§ **Raw records**:
↓↓↓

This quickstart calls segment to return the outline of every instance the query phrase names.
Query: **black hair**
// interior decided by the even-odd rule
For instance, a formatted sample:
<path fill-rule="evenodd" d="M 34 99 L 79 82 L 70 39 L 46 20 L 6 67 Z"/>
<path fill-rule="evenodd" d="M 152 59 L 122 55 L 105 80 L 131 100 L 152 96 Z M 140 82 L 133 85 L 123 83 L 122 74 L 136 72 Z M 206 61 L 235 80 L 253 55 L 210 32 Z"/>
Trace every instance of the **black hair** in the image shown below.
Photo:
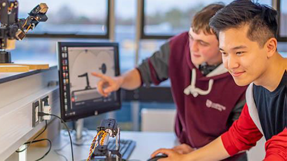
<path fill-rule="evenodd" d="M 221 31 L 249 25 L 247 37 L 261 47 L 270 38 L 277 38 L 277 12 L 251 0 L 236 0 L 219 11 L 209 21 L 218 35 Z"/>

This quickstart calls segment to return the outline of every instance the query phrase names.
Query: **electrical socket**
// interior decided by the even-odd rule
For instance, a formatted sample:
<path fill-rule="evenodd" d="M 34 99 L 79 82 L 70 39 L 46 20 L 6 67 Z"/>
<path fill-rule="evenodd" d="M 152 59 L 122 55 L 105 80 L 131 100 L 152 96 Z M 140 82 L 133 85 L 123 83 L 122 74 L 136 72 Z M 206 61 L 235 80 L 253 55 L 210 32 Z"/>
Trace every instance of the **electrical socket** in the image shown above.
<path fill-rule="evenodd" d="M 44 106 L 49 106 L 49 105 L 50 105 L 50 102 L 49 100 L 49 96 L 46 96 L 40 99 L 40 103 L 41 104 L 41 107 L 40 110 L 40 112 L 42 112 L 45 113 L 48 113 L 47 112 L 44 111 Z M 50 110 L 51 110 L 51 109 L 50 109 Z M 40 121 L 41 122 L 42 122 L 44 120 L 44 118 L 46 118 L 45 119 L 45 120 L 50 120 L 49 119 L 47 119 L 47 117 L 51 117 L 51 116 L 41 116 L 40 117 Z"/>
<path fill-rule="evenodd" d="M 37 100 L 33 103 L 32 105 L 32 127 L 35 127 L 40 122 L 38 112 L 40 110 L 39 101 Z"/>

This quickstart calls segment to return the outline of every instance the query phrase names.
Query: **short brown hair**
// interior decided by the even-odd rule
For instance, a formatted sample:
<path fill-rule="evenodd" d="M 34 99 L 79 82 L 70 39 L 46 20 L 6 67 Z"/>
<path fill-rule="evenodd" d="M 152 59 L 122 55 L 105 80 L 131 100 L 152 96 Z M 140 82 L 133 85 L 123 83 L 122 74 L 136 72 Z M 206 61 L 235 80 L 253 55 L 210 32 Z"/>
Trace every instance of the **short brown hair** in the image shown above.
<path fill-rule="evenodd" d="M 205 35 L 212 34 L 211 28 L 208 24 L 209 19 L 219 10 L 224 7 L 223 3 L 213 3 L 209 4 L 198 12 L 193 17 L 191 24 L 193 31 L 199 34 L 202 31 Z M 211 30 L 213 30 L 211 29 Z"/>

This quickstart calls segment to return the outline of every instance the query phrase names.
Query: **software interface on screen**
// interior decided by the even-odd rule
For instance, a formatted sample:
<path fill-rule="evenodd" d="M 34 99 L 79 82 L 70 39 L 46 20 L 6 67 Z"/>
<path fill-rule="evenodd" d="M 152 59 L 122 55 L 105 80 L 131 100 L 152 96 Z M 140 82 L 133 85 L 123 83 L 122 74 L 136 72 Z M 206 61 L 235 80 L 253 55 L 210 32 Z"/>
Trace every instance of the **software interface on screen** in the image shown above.
<path fill-rule="evenodd" d="M 118 75 L 117 47 L 97 46 L 62 44 L 60 47 L 60 86 L 63 96 L 61 110 L 64 110 L 61 115 L 66 120 L 111 111 L 118 108 L 120 103 L 118 92 L 112 92 L 107 97 L 99 93 L 97 84 L 100 79 L 91 75 L 93 72 L 111 77 Z"/>

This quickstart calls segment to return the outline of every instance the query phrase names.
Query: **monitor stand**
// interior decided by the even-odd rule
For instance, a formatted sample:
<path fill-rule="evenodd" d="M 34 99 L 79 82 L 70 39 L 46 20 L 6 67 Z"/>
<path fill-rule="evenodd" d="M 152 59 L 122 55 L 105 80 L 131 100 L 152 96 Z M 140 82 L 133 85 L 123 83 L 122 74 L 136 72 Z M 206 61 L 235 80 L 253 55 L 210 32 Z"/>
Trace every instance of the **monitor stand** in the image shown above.
<path fill-rule="evenodd" d="M 76 145 L 82 145 L 85 142 L 83 137 L 83 128 L 84 127 L 84 119 L 79 119 L 76 122 L 76 137 L 74 143 Z"/>

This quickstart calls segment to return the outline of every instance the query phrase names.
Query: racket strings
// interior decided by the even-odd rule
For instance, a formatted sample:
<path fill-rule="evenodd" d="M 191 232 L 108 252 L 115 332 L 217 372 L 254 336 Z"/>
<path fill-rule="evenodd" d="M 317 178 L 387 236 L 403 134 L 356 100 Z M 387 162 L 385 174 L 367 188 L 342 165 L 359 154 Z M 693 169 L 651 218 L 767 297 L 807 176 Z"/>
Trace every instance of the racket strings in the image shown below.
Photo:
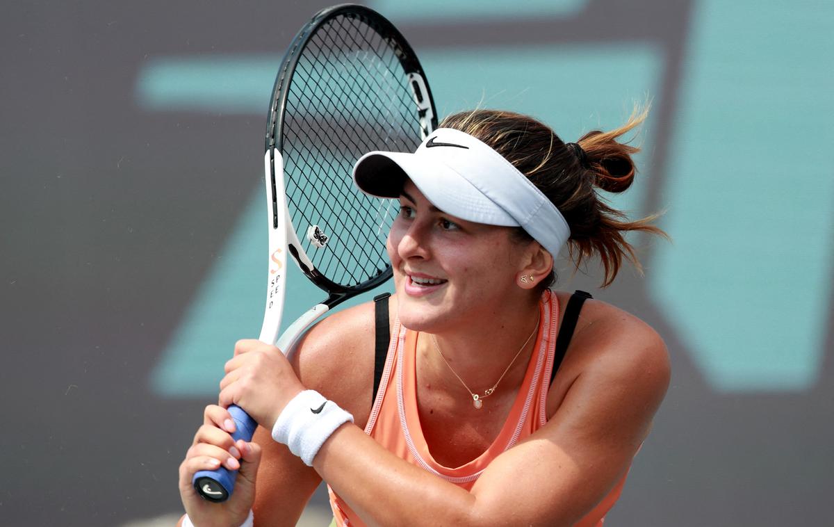
<path fill-rule="evenodd" d="M 285 103 L 282 153 L 293 224 L 302 233 L 318 225 L 329 237 L 321 248 L 300 241 L 319 272 L 346 286 L 389 267 L 385 237 L 399 211 L 355 189 L 354 163 L 370 150 L 414 151 L 420 140 L 402 51 L 390 42 L 359 18 L 333 19 L 301 52 Z"/>

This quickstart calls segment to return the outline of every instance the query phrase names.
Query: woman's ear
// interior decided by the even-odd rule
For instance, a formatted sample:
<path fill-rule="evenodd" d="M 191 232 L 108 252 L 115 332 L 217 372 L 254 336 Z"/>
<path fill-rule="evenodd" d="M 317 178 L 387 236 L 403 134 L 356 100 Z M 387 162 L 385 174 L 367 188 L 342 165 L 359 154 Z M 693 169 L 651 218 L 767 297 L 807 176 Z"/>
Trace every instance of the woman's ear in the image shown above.
<path fill-rule="evenodd" d="M 532 289 L 550 276 L 553 270 L 553 256 L 538 242 L 532 242 L 522 261 L 524 266 L 515 274 L 515 283 L 522 289 Z"/>

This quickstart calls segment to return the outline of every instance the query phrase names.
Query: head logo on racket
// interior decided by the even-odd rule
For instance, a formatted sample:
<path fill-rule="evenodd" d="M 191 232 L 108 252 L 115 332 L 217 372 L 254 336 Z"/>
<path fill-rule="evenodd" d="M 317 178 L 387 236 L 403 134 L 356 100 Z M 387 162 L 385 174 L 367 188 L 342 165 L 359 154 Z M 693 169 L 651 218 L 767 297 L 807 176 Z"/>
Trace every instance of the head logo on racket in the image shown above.
<path fill-rule="evenodd" d="M 321 232 L 318 225 L 310 225 L 307 229 L 307 239 L 310 241 L 317 248 L 321 248 L 327 245 L 329 239 L 327 234 Z"/>

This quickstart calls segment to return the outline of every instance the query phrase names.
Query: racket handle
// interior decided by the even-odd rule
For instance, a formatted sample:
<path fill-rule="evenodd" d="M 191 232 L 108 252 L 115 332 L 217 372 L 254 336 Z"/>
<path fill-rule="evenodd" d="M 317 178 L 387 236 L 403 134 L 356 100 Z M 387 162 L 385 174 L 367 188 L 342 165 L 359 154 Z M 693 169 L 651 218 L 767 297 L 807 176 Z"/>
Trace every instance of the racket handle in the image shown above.
<path fill-rule="evenodd" d="M 234 432 L 232 439 L 237 441 L 243 439 L 251 441 L 254 435 L 258 423 L 249 417 L 244 409 L 234 404 L 229 407 L 229 413 L 234 421 Z M 221 466 L 217 470 L 200 470 L 194 474 L 191 482 L 197 492 L 208 501 L 222 502 L 229 499 L 234 490 L 234 479 L 238 476 L 237 470 L 229 470 Z"/>

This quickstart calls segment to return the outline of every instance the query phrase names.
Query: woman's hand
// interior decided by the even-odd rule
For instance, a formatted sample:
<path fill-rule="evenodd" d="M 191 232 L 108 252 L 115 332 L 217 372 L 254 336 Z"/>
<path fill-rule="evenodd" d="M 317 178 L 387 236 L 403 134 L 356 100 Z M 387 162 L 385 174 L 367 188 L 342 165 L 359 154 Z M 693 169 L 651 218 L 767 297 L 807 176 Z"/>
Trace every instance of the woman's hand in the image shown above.
<path fill-rule="evenodd" d="M 261 449 L 255 443 L 234 441 L 230 434 L 234 431 L 234 422 L 226 409 L 207 406 L 203 425 L 179 465 L 179 495 L 188 518 L 198 527 L 239 525 L 252 509 Z M 224 503 L 212 503 L 197 493 L 191 480 L 198 471 L 214 470 L 221 465 L 239 469 L 234 492 Z"/>
<path fill-rule="evenodd" d="M 294 397 L 304 390 L 284 354 L 259 340 L 239 340 L 226 363 L 219 404 L 237 404 L 267 429 Z"/>

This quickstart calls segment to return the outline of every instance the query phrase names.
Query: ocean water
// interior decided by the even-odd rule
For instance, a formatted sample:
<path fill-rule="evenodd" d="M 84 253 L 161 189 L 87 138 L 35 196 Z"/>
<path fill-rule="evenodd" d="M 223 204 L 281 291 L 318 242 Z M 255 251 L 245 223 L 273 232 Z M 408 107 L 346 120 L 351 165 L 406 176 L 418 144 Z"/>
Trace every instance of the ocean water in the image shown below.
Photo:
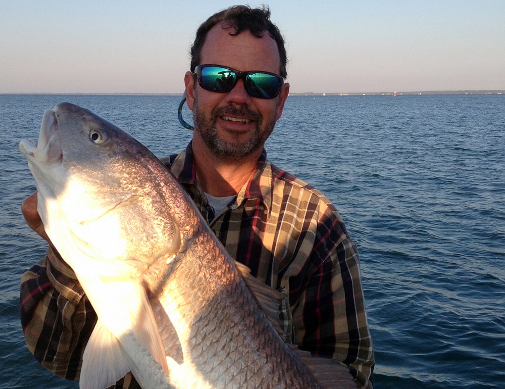
<path fill-rule="evenodd" d="M 23 337 L 19 281 L 45 245 L 20 210 L 35 186 L 19 140 L 67 101 L 168 155 L 191 138 L 179 101 L 0 95 L 0 388 L 78 387 L 40 366 Z M 330 198 L 357 243 L 375 387 L 502 387 L 505 97 L 290 96 L 266 148 Z"/>

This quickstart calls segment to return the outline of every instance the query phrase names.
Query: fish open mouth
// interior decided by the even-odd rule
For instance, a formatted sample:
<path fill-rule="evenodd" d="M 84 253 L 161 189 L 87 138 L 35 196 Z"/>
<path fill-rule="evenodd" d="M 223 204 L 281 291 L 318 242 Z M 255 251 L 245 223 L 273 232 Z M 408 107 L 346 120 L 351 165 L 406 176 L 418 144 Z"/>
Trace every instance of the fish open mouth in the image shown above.
<path fill-rule="evenodd" d="M 19 150 L 32 162 L 58 163 L 61 161 L 63 151 L 54 110 L 47 110 L 44 113 L 38 142 L 24 139 L 19 143 Z"/>

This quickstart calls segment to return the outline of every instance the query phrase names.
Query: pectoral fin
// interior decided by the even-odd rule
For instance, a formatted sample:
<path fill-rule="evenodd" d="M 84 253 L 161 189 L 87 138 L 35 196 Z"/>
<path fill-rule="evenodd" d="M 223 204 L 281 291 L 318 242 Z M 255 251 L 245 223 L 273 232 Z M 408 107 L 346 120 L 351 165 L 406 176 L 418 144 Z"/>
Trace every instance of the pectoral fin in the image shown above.
<path fill-rule="evenodd" d="M 135 313 L 132 318 L 132 328 L 135 337 L 139 343 L 150 353 L 155 360 L 159 363 L 166 374 L 168 374 L 168 366 L 165 353 L 165 346 L 162 341 L 158 324 L 155 318 L 150 303 L 147 299 L 145 290 L 142 287 L 142 301 L 139 312 Z M 132 313 L 133 314 L 133 313 Z"/>
<path fill-rule="evenodd" d="M 109 387 L 130 370 L 129 361 L 119 342 L 99 319 L 84 349 L 79 387 Z"/>

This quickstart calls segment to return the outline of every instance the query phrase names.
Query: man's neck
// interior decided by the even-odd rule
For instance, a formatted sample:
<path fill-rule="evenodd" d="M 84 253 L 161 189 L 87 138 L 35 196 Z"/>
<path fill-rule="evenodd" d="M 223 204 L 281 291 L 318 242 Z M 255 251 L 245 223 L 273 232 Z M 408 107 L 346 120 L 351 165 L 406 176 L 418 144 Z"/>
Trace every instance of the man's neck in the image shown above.
<path fill-rule="evenodd" d="M 236 194 L 256 167 L 260 150 L 242 160 L 225 160 L 212 154 L 205 144 L 192 143 L 196 174 L 204 191 L 216 197 Z"/>

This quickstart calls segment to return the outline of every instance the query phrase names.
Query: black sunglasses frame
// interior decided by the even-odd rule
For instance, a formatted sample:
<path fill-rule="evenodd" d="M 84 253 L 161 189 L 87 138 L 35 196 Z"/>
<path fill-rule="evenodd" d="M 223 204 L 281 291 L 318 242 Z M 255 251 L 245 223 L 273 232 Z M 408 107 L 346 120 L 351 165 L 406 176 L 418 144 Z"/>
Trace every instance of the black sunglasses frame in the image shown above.
<path fill-rule="evenodd" d="M 233 85 L 231 85 L 231 87 L 230 88 L 229 90 L 215 90 L 212 89 L 209 89 L 206 88 L 203 84 L 201 82 L 201 70 L 204 68 L 206 67 L 216 67 L 216 68 L 222 68 L 226 70 L 229 70 L 230 72 L 234 73 L 236 75 L 236 77 L 235 79 L 235 81 L 233 82 Z M 277 87 L 277 90 L 275 91 L 275 93 L 274 95 L 271 96 L 266 97 L 263 95 L 256 95 L 254 93 L 251 93 L 249 90 L 249 86 L 246 80 L 246 77 L 249 74 L 268 74 L 270 76 L 273 76 L 276 77 L 279 80 L 279 85 Z M 245 88 L 246 91 L 249 94 L 251 97 L 256 98 L 257 99 L 275 99 L 277 96 L 279 95 L 279 93 L 280 93 L 281 89 L 282 88 L 282 85 L 284 83 L 284 79 L 282 76 L 280 76 L 275 73 L 270 73 L 269 72 L 264 72 L 261 70 L 250 70 L 246 72 L 241 72 L 240 70 L 237 70 L 236 69 L 233 69 L 233 68 L 230 68 L 228 66 L 224 66 L 222 65 L 216 65 L 215 64 L 204 64 L 203 65 L 199 65 L 194 68 L 194 74 L 196 74 L 198 77 L 198 83 L 202 88 L 205 89 L 206 90 L 210 90 L 211 92 L 215 92 L 216 93 L 228 93 L 231 91 L 233 88 L 235 87 L 235 85 L 237 84 L 237 82 L 241 79 L 244 82 L 244 86 Z"/>

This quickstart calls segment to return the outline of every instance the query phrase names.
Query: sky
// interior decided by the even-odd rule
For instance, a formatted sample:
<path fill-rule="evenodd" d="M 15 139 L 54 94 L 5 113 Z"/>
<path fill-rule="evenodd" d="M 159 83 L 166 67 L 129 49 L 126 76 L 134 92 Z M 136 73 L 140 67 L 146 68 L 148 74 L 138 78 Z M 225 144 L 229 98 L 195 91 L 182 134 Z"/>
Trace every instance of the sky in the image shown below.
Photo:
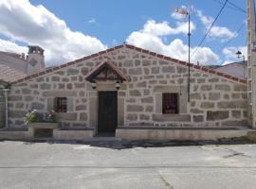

↑↑↑

§ **Task description**: Pick out every line of the records that contains the word "brown", and copy each one.

§ **Written response**:
Query: **short brown hair**
Trace every instance of the **short brown hair** in the image shown above.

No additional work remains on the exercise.